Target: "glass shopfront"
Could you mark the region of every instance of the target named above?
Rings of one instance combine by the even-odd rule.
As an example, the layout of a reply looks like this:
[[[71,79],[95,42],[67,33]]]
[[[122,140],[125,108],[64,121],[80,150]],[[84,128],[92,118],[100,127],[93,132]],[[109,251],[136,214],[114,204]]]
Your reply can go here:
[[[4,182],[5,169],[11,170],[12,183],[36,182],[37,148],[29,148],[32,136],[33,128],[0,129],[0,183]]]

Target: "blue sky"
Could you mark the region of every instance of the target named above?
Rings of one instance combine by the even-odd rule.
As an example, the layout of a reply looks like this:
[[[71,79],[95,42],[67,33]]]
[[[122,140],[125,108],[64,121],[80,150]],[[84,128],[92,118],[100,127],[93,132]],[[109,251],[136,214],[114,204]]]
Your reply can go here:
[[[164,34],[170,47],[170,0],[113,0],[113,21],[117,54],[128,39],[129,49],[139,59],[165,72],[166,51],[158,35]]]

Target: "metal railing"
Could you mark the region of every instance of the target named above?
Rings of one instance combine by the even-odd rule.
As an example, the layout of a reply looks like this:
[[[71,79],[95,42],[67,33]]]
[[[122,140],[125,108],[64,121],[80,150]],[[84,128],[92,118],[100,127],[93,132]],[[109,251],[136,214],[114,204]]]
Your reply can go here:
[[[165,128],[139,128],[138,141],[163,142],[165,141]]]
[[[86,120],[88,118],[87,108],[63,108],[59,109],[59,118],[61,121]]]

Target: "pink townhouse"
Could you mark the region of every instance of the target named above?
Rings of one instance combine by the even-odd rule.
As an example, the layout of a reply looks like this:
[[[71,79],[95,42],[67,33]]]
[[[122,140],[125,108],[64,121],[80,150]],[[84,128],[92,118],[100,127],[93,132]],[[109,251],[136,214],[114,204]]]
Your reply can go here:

• _WHAT THIS TASK INVOLVES_: Set out all the material above as a Markdown table with the columns Row and Line, numbering each row and leaving out blank lines.

• _RESULT FOR THIS EXERCISE_:
| Row | Line |
|---|---|
| 1 | Target: "glass shopfront" |
| 2 | Could you mark the region of every instance of the target named above? |
| 3 | Rings of one instance combine by the even-odd rule. |
| 4 | As an example, the layout of a reply looks like this: |
| 5 | [[[71,79],[95,42],[67,33]]] |
| 6 | [[[122,140],[125,108],[64,121],[80,150]],[[84,128],[92,118],[100,127],[93,132]],[[109,251],[136,214],[114,204]]] |
| 7 | Your reply can go here: |
| 8 | [[[4,182],[5,169],[11,170],[12,183],[36,182],[37,148],[29,148],[32,136],[33,128],[0,129],[0,183]]] |
| 9 | Target: "blue sky" |
| 10 | Could you mark the region of every instance of the target named above? |
| 11 | Rings of one instance combine by the even-odd rule. |
| 12 | As an example, the layout of a reply looks like this: |
| 13 | [[[71,79],[95,42],[67,33]]] |
| 14 | [[[122,140],[125,108],[64,121],[80,150]],[[84,128],[92,118],[100,127],[93,132]],[[109,251],[136,214],[114,204]]] |
| 15 | Your reply can go here: |
| 16 | [[[164,34],[170,47],[170,0],[113,0],[113,21],[117,54],[128,39],[129,49],[139,59],[165,72],[166,51],[158,35]]] |
| 17 | Target: "metal railing" |
| 18 | Could you mark the region of every instance of the target named above? |
| 19 | Rings of one instance combine by the even-odd rule. |
| 20 | As an example, the layout of a reply looks like this: |
| 21 | [[[71,79],[95,42],[67,33]]] |
| 22 | [[[122,140],[125,108],[64,121],[80,150]],[[84,128],[92,118],[100,127],[93,132]],[[109,251],[136,214],[114,204]]] |
| 23 | Your reply can go here: |
| 24 | [[[165,128],[139,128],[138,141],[163,142],[165,141]]] |
| 25 | [[[86,120],[88,118],[87,108],[63,108],[59,109],[59,118],[61,121]]] |
| 26 | Target: "pink townhouse" |
| 27 | Could you mark the region of every instance of the target named above? |
| 28 | Rings of one instance combine by the even-odd rule. |
| 29 | As an example, the layout of a reply looks like this: |
| 30 | [[[71,79],[95,42],[67,33]]] |
| 31 | [[[122,140],[125,108],[64,121],[80,150]],[[84,128],[92,118],[100,127],[93,132]],[[109,251],[136,214],[114,204]]] |
| 32 | Your reply can go here: |